[Excerpt to read]:

But Basle and prompt corrective action were not the only external forces supplementing banks' and the markets' responses to the residue of the 1980s. Examiners have been widely and severely criticized for permitting banks to have made such bad credit decisions. That many examiners would respond by becoming unusually sensitive to credit-granting procedures and--as professionals--reluctant to respond to pleas for more flexibility cannot come as a surprise. At last reading, the laws of human nature have not been repealed. This tendency to respond in an overly cautious way is doubly unfortunate because if there were ever a time that bankers would be careful without examiner oversight it has been the early 1990s.
The other critical external force contributing to reduced credit availability at small businesses is recent banking legislation--financial Institutions Reform, Recovery, and Enforcement Act of 1989 (FIRREA) and FDICIA. In understandable reaction to the huge taxpayer costs of the failure of savings and loan associations and the need to establish a taxpayer's backup to the Federal Deposit Insurance Corporation--a backup, I note, that has not been used--the Congress felt it necessary to place severe restrictions on insured depository institutions. As I indicated a moment ago, the Board supports the capital and prompt corrective action provisions of FDICIA. But the scale and sheer detail of other portions of recent legislation have, I believe, played an important role in constraining small business credit flows.

[The records]:
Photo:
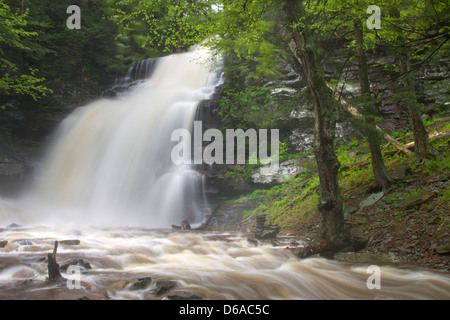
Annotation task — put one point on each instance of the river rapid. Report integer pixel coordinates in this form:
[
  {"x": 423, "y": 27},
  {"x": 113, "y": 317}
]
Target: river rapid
[{"x": 207, "y": 265}]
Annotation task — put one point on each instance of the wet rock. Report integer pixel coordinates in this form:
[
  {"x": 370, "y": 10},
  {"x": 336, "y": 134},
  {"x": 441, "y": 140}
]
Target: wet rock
[
  {"x": 76, "y": 262},
  {"x": 184, "y": 295},
  {"x": 24, "y": 242},
  {"x": 162, "y": 286},
  {"x": 365, "y": 257},
  {"x": 185, "y": 225},
  {"x": 444, "y": 249},
  {"x": 73, "y": 242},
  {"x": 139, "y": 284},
  {"x": 417, "y": 200},
  {"x": 9, "y": 247},
  {"x": 115, "y": 287},
  {"x": 372, "y": 199},
  {"x": 286, "y": 170},
  {"x": 349, "y": 210}
]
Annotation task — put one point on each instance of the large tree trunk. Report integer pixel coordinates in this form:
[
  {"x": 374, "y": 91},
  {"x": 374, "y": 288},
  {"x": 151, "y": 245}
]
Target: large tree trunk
[
  {"x": 303, "y": 47},
  {"x": 422, "y": 148},
  {"x": 379, "y": 169}
]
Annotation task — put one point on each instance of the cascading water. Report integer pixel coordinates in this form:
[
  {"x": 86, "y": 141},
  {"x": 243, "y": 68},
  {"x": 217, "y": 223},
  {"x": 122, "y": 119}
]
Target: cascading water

[To-do list]:
A) Could you copy everything in the banking excerpt from "The other critical" down to "business credit flows.", word for word?
B) Which lines of the listing contain the string "integer"? Collect each of them in full.

[Results for the exercise]:
A)
The other critical external force contributing to reduced credit availability at small businesses is recent banking legislation--financial Institutions Reform, Recovery, and Enforcement Act of 1989 (FIRREA) and FDICIA. In understandable reaction to the huge taxpayer costs of the failure of savings and loan associations and the need to establish a taxpayer's backup to the Federal Deposit Insurance Corporation--a backup, I note, that has not been used--the Congress felt it necessary to place severe restrictions on insured depository institutions. As I indicated a moment ago, the Board supports the capital and prompt corrective action provisions of FDICIA. But the scale and sheer detail of other portions of recent legislation have, I believe, played an important role in constraining small business credit flows.

B)
Annotation task — put one point on each instance of the river rapid. Report integer pixel coordinates in this form:
Annotation task — put one point on each instance of the wet rock. Report integer pixel coordinates in this form:
Annotation task — put one point on each instance of the large tree trunk. Report integer pixel coordinates in this form:
Annotation task — put one point on each instance of the cascading water. Report integer pixel coordinates in this form:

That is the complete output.